- Instructions for the task
Copy the lines below exactly. Start at the first and finish with the line containing "Pin the front-loading".
BEGIN Source records
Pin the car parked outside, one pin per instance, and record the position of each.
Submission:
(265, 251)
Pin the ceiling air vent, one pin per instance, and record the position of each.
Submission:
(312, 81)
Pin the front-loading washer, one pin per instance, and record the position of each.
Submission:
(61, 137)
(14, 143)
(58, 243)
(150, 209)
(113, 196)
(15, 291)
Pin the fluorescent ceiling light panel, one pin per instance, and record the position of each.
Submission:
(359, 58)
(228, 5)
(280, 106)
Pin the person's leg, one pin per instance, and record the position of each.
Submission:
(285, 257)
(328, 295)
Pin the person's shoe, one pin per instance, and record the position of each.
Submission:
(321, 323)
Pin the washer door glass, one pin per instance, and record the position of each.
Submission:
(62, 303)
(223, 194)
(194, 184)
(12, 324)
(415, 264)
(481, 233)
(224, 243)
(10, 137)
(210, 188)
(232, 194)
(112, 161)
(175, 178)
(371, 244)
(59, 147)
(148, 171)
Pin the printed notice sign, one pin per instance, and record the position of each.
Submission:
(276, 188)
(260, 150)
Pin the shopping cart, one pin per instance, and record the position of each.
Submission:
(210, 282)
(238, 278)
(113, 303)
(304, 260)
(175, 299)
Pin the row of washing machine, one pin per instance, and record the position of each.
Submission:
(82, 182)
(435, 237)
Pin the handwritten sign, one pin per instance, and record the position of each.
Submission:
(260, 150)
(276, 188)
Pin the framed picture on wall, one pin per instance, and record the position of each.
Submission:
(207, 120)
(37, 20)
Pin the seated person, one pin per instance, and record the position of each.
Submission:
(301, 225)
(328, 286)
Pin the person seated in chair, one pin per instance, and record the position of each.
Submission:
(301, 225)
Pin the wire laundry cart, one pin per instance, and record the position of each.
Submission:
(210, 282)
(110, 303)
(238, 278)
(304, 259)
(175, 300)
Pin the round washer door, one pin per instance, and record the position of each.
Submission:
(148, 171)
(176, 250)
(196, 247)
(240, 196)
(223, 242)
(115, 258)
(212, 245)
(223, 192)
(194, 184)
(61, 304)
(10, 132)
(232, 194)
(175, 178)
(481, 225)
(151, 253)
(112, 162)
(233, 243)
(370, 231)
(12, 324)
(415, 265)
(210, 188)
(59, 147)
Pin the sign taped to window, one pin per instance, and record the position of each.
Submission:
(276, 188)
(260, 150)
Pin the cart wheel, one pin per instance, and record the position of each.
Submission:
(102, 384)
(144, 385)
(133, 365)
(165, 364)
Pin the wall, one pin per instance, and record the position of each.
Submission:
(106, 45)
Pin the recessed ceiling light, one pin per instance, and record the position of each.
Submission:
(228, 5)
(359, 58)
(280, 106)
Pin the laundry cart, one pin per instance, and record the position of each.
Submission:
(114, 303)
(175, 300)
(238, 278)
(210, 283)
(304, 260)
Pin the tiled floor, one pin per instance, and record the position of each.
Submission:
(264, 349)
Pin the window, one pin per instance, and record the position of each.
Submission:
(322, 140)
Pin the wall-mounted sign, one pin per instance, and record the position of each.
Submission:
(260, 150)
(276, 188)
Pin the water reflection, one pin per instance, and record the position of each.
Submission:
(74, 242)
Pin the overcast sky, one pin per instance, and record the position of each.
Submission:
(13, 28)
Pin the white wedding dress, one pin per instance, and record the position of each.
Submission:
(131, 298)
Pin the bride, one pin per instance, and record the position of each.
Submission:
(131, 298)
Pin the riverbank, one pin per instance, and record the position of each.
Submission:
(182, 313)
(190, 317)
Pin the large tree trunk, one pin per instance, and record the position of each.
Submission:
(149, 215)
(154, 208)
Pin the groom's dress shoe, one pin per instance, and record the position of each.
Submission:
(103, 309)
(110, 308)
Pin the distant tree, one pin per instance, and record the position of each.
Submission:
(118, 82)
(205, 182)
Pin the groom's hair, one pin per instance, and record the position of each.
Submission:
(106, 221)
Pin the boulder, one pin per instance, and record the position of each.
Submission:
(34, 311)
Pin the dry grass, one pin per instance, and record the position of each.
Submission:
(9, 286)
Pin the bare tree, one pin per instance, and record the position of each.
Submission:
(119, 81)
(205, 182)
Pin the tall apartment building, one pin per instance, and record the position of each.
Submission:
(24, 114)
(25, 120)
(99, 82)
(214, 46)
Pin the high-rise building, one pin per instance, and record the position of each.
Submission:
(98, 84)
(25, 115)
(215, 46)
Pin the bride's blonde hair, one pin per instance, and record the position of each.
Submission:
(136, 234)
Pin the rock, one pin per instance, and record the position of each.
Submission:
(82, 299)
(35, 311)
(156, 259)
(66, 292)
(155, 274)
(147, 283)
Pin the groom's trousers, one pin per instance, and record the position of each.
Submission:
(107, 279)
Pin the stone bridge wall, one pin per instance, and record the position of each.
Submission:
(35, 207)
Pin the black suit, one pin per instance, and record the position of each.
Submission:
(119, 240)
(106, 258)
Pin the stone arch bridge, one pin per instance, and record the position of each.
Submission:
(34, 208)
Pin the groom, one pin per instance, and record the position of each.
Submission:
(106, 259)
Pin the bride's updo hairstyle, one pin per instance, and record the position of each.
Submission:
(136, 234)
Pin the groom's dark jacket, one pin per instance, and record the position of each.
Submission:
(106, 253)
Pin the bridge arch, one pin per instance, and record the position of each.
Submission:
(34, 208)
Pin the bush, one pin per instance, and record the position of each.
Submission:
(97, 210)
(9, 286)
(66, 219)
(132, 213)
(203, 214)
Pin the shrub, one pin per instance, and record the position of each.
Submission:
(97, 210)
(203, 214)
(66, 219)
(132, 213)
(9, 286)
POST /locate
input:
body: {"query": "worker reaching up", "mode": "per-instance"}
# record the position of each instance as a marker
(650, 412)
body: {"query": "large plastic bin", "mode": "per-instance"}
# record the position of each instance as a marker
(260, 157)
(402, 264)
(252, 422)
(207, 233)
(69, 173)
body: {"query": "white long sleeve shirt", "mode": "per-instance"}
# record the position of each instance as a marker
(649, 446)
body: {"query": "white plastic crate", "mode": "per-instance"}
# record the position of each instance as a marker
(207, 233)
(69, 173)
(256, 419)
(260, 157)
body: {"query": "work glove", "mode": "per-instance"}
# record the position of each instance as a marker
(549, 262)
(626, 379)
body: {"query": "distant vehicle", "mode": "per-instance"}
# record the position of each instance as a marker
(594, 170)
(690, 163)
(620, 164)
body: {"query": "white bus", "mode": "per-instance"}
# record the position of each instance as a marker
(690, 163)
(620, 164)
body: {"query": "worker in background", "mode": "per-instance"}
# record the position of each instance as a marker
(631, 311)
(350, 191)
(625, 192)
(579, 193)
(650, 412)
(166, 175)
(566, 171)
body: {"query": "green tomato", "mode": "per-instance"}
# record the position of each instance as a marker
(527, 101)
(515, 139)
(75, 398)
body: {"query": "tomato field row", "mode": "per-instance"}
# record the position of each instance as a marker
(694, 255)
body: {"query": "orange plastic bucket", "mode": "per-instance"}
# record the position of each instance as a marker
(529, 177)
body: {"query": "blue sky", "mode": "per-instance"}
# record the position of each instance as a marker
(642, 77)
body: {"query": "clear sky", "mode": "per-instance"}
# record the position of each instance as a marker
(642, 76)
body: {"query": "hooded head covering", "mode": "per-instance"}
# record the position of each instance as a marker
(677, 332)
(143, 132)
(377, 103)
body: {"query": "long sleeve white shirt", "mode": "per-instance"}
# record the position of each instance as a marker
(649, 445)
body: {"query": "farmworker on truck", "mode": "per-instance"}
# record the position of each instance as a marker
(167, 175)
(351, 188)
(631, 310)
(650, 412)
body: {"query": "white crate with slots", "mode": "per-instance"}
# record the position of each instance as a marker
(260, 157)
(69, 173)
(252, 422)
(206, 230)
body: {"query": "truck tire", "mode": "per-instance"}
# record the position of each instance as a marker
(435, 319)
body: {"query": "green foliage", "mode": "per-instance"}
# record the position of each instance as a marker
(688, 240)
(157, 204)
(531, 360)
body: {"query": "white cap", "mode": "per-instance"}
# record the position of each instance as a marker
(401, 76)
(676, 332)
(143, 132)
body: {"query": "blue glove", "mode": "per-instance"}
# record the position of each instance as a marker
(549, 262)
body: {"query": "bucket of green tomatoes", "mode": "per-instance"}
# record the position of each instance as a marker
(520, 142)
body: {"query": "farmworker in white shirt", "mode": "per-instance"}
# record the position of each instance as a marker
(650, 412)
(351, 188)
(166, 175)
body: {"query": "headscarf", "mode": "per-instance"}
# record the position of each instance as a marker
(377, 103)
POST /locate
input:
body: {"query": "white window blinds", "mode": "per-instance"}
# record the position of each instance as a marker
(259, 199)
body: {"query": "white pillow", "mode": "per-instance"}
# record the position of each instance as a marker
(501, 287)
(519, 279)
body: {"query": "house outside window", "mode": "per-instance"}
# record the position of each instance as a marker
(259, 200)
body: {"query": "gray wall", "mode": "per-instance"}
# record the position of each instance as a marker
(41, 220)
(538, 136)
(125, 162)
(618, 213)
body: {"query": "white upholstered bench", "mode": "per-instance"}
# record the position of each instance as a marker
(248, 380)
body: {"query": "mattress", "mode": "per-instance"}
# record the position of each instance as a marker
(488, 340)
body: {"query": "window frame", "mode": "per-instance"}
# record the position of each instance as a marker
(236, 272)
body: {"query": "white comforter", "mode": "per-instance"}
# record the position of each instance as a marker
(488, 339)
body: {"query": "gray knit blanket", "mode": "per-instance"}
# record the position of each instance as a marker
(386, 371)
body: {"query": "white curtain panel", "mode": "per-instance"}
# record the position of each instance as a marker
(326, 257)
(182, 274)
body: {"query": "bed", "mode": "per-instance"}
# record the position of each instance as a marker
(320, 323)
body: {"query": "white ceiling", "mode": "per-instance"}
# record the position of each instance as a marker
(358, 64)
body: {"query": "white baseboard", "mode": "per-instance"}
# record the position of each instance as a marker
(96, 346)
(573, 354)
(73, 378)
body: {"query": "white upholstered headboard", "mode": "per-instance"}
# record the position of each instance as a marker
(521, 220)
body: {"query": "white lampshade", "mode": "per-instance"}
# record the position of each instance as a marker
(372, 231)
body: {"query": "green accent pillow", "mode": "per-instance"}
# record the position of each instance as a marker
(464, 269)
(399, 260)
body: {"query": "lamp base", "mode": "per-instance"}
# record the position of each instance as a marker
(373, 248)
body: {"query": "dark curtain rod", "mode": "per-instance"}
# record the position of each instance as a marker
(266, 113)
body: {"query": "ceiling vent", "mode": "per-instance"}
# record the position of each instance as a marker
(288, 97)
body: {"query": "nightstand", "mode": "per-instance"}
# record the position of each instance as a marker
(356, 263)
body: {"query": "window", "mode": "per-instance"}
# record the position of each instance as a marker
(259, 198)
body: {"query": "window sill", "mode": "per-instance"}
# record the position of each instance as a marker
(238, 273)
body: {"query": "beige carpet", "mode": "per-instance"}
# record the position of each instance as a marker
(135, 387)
END Source records
- Solution to the exercise
Pin the car parked outside, one pin per instance, and record the position of each.
Submission:
(265, 251)
Pin the ceiling air vent, one pin per instance, and record the position of each.
Submission:
(312, 81)
Pin the front-loading washer, one pin per instance, and record the position of each.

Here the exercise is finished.